How many different planes are formed? It's a multiple choice...

A) exactly one
B) exactly two
C) infinitely many
D) Cannot be determined (as more info is needed)


Can you please provide a brief explanation? Thanks!
 
I just have a quick geometry question: Points A and B lie on line j, Points C and D lie on line k, and lines j and k intersect at some point (no name is given).
How many different planes are formed? It's a multiple choice...

A) exactly one
B) exactly two
C) infinitely many
D) Cannot be determined (as more info is needed)


Can you please provide a brief explanation? Thanks!

What thoughts have you had on this problem so far? Do you know what a plane is?

Try to visualize it or draw it. Two lines intersect. Can every point in both lines be found to lie in a single plane, or are some of the points on those lines in a different plane?

Hint: how many planes did you need to make a drawing? :p
 
I get the answer to this question, but I have no idea how to slove it mathematically...
 
I get the answer to this question, but I have no idea how to slove it mathematically...

Tell us what your answer is, and what your thoughts were that led you to it. It's entirely possible that what you thought was a perfectly good "mathematical" solution -- mathematics is not always a matter of special knowledge and magical formulas!

But there may be a postulate or theorem you would have learned; did you have reference to such a thing as part of your thinking?

On the other hand, did you quote the problem exactly? I wouldn't expect a math question to say just "How many different planes are formed?", without saying by what!
 
Tell us what your answer is, and what your thoughts were that led you to it. It's entirely possible that what you thought was a perfectly good "mathematical" solution -- mathematics is not always a matter of special knowledge and magical formulas!

But there may be a postulate or theorem you would have learned; did you have reference to such a thing as part of your thinking?

On the other hand, did you quote the problem exactly? I wouldn't expect a math question to say just "How many different planes are formed?", without saying by what!

Line j is a line. I just assumed this meant a linear line. So then I just imagined drawing a line. Then I thought that this line has 2 arbitrary points on it that are within and on the line itself. Then I did the same thing for another line. Then I knew that the two lines intersect so I just sorta made a line of an X in my head. One line is / and the other is \ and since they cross, and each line has two arbitrary points on each line, that's what I figured the answer was.

How to describe this mathematically, I really have no clue though.

● **What the task asks**: Could you rewrite the geometry discussion starting at "I just have" and ending at "a different plane?", with "cross" in place of "intersect" throughout?

● **Material provided**:

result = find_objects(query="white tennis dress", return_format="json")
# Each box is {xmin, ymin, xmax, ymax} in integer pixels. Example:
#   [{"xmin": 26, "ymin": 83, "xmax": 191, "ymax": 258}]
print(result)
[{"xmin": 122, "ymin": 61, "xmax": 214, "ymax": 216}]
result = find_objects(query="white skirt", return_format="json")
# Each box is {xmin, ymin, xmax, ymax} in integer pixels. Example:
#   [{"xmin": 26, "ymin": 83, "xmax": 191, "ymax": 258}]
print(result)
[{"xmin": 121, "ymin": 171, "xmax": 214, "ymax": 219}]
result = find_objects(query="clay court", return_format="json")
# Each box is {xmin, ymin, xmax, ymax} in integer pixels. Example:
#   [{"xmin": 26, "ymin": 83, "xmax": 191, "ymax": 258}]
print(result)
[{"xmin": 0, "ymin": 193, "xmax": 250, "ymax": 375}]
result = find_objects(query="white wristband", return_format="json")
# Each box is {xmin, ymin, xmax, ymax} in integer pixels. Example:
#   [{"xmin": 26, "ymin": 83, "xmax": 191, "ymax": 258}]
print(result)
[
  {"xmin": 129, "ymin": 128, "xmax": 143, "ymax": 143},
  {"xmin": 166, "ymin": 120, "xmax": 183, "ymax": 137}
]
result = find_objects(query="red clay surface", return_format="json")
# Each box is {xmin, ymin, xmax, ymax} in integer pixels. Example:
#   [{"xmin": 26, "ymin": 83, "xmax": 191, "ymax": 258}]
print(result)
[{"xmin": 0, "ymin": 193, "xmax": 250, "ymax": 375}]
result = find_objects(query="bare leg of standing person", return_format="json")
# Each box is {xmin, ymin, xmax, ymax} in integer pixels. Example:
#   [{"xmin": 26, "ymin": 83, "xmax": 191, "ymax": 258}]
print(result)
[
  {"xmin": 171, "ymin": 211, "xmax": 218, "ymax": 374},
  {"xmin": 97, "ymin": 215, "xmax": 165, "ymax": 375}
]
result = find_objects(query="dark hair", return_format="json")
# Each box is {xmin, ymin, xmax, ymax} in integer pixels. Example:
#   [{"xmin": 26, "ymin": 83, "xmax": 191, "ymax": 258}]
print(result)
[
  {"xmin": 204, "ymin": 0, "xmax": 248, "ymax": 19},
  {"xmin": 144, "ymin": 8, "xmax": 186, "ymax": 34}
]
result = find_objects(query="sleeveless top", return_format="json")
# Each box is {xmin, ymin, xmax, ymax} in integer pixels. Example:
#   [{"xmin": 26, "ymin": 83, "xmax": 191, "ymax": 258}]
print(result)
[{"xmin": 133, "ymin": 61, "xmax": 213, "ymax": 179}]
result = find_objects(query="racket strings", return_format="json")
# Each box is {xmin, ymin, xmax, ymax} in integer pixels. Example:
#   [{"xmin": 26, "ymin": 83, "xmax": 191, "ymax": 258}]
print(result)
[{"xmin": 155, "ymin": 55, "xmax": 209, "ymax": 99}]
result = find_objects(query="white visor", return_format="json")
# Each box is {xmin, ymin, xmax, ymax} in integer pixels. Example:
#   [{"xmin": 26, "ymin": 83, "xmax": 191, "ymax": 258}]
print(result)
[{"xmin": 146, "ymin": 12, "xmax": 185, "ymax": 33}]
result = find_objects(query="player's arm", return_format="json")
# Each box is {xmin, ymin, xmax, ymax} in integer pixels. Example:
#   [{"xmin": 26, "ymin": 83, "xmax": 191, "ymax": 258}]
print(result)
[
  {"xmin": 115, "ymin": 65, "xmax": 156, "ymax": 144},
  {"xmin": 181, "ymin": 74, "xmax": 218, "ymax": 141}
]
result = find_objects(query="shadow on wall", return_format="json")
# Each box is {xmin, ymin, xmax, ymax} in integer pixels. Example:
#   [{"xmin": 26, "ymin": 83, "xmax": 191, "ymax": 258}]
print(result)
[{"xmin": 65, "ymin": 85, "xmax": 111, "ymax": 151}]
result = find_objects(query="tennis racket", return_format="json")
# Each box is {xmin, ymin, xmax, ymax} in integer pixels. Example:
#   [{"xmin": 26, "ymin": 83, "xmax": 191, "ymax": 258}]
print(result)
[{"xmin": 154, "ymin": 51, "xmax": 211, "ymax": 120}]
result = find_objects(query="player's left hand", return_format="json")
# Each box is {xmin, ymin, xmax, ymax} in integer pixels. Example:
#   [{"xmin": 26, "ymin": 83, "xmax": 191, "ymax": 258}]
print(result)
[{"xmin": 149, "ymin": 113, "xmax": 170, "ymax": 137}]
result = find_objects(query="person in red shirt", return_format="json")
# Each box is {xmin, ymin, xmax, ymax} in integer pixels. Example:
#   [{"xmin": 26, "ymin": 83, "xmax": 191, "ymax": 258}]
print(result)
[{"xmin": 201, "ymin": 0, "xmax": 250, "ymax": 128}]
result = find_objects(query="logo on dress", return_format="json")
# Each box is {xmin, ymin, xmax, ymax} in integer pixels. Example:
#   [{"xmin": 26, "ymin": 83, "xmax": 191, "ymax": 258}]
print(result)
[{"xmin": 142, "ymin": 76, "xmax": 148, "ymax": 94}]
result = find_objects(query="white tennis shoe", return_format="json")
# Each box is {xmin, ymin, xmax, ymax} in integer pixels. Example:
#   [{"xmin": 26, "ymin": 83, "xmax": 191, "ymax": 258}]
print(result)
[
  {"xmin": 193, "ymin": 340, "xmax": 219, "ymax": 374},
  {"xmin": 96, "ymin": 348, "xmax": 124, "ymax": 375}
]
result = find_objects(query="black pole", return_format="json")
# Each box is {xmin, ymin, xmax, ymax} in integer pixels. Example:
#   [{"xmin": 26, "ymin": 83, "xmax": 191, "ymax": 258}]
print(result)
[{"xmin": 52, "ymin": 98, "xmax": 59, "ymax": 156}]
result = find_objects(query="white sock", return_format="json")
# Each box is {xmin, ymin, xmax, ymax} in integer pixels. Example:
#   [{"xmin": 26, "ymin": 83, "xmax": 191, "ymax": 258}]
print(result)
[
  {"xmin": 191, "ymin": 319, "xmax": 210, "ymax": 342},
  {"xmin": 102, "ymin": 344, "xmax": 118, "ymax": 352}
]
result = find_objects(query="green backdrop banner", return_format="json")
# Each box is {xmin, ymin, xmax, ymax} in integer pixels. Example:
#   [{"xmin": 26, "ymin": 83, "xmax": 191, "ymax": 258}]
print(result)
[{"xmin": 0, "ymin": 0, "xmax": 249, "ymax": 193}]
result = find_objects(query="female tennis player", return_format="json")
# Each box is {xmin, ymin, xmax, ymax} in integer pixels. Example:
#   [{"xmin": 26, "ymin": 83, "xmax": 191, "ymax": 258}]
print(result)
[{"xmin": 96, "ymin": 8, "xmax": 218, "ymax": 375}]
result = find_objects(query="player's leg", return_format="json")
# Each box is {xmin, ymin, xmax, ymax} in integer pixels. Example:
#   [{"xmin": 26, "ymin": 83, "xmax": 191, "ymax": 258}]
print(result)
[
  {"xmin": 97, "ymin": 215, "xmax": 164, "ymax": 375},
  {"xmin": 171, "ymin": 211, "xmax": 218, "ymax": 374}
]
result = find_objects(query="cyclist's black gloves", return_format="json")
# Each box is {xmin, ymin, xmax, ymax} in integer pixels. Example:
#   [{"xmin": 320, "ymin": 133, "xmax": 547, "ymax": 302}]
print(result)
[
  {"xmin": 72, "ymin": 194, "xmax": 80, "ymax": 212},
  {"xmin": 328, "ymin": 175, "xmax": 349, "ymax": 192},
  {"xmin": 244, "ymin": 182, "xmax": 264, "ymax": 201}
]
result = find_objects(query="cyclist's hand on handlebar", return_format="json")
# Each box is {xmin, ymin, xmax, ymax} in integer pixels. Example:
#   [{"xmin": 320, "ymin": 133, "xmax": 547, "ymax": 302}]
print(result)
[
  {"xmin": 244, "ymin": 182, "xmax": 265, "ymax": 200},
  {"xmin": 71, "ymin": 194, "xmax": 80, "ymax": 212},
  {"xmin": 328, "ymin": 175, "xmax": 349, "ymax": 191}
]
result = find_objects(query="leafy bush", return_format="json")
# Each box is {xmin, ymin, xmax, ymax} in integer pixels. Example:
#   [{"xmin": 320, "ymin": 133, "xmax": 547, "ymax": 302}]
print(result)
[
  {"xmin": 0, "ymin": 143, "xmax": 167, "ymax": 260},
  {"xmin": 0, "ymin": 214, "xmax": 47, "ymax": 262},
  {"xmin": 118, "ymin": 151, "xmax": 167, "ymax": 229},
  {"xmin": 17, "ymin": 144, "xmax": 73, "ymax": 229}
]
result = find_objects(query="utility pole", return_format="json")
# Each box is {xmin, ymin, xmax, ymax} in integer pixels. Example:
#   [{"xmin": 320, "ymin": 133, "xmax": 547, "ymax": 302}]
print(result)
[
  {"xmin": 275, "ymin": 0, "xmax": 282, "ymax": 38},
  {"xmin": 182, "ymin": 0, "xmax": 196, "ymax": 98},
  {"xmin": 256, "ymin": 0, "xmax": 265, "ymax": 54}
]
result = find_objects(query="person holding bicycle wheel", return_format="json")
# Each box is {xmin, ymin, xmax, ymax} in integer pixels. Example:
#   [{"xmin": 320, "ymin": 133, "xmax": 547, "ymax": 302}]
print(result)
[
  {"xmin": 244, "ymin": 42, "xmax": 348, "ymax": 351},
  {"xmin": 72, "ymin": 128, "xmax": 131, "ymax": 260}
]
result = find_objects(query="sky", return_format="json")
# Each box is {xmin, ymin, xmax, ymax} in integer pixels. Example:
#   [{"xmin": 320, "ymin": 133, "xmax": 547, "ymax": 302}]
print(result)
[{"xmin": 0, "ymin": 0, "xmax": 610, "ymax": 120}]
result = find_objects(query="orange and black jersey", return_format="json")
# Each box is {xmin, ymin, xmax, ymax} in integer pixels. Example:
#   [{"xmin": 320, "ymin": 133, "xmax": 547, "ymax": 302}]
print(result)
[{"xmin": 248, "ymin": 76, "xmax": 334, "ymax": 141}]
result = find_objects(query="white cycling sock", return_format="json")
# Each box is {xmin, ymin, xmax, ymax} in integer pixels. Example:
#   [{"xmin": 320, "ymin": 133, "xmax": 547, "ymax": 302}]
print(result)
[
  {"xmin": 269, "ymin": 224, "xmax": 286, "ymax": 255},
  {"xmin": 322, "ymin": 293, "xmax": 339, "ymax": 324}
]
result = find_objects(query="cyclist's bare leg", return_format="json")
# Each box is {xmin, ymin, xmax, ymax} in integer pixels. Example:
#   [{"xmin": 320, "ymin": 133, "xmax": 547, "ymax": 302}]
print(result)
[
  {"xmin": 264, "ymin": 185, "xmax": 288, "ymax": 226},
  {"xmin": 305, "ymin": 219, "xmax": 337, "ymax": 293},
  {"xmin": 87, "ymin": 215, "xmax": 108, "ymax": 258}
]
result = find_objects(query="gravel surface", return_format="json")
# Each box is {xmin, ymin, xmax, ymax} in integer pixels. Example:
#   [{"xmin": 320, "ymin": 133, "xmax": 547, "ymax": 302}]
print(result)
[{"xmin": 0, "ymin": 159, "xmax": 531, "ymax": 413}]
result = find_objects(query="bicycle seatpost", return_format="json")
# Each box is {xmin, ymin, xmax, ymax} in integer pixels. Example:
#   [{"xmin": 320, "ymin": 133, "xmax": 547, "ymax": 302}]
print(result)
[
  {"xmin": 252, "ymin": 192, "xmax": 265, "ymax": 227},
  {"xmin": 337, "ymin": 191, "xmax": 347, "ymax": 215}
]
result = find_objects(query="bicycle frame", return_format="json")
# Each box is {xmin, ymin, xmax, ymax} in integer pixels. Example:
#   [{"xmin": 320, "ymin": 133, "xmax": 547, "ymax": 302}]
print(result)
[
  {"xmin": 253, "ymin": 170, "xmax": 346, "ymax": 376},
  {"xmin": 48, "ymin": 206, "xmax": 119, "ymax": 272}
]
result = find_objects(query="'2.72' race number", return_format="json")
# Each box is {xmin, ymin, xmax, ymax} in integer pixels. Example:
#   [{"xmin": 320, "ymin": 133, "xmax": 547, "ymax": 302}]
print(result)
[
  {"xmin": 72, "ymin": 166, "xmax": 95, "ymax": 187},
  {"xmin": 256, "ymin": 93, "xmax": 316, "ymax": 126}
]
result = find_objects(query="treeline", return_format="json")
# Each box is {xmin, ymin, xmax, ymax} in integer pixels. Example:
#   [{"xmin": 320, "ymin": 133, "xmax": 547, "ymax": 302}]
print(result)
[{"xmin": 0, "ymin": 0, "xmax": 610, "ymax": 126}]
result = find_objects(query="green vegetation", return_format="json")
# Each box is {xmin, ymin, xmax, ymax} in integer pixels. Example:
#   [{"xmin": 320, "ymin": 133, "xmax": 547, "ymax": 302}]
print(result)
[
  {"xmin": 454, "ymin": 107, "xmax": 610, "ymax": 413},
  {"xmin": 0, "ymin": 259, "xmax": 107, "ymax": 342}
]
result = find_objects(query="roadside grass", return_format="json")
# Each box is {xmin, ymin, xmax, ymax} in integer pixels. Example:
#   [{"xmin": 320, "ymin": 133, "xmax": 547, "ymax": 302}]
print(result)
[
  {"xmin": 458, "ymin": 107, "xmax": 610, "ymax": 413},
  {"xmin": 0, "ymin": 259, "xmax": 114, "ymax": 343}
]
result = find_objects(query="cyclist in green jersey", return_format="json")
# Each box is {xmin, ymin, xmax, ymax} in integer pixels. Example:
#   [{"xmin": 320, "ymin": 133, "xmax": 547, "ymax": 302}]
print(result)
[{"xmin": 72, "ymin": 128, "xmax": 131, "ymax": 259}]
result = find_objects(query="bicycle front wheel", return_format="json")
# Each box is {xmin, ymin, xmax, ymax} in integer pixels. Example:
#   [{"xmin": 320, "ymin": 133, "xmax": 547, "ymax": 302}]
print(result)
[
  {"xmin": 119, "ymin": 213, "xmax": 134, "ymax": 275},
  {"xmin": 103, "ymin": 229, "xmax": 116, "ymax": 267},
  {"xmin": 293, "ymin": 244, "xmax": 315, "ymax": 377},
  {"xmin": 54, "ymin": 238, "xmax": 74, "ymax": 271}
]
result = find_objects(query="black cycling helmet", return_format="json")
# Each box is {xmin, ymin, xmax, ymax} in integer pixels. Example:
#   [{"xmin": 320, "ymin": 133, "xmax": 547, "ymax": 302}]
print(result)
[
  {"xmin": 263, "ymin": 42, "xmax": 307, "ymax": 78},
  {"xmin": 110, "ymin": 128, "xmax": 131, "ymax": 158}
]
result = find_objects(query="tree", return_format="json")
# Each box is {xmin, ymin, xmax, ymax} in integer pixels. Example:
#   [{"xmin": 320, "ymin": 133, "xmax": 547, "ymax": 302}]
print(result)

● **Result for this task**:
I just have a quick geometry question: Points A and B lie on line j, Points C and D lie on line k, and lines j and k cross at some point (no name is given).
How many different planes are formed? It's a multiple choice...

A) exactly one
B) exactly two
C) infinitely many
D) Cannot be determined (as more info is needed)


Can you please provide a brief explanation? Thanks!

What thoughts have you had on this problem so far? Do you know what a plane is?

Try to visualize it or draw it. Two lines cross. Can every point in both lines be found to lie in a single plane, or are some of the points on those lines in a different plane?